▶ _To do_
Gather every line from the rows below that contains the word "building".
++++ Provided data
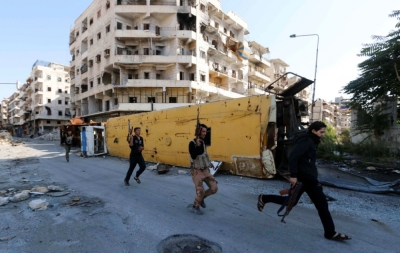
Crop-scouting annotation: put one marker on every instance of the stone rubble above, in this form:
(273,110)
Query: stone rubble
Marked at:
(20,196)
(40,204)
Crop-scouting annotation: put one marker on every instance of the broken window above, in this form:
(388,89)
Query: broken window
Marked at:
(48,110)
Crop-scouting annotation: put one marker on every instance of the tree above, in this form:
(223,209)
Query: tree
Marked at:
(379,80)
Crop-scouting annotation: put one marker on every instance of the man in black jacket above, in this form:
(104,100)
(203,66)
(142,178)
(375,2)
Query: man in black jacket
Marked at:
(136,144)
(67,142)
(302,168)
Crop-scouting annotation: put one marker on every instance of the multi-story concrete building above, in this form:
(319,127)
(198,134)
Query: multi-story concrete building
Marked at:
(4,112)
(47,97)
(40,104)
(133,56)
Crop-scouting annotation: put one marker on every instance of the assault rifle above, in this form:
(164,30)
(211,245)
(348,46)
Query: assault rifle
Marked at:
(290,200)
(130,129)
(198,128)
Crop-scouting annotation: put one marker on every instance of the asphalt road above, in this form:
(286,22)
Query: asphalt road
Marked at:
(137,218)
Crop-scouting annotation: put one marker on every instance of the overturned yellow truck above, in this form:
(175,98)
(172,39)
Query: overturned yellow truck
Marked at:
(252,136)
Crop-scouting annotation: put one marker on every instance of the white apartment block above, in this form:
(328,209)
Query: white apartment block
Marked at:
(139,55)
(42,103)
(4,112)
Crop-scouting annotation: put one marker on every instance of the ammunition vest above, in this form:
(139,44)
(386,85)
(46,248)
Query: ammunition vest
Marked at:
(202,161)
++++++++
++++ Provided data
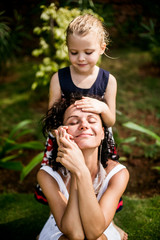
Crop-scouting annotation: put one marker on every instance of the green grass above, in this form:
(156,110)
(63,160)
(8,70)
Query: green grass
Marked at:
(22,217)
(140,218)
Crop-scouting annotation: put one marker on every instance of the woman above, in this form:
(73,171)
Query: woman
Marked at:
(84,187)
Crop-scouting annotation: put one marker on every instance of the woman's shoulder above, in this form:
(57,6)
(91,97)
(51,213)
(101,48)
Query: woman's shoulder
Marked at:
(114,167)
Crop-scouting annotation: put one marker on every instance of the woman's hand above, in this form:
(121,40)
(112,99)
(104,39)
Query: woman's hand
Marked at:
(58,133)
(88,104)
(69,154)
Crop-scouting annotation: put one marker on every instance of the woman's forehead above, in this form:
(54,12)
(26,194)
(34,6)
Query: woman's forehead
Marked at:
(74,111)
++++++++
▶ _Finished answer_
Crop-scouting annotation: put one marker on every instance of the multi-story concrete building above, in this form:
Query: multi-story concrete building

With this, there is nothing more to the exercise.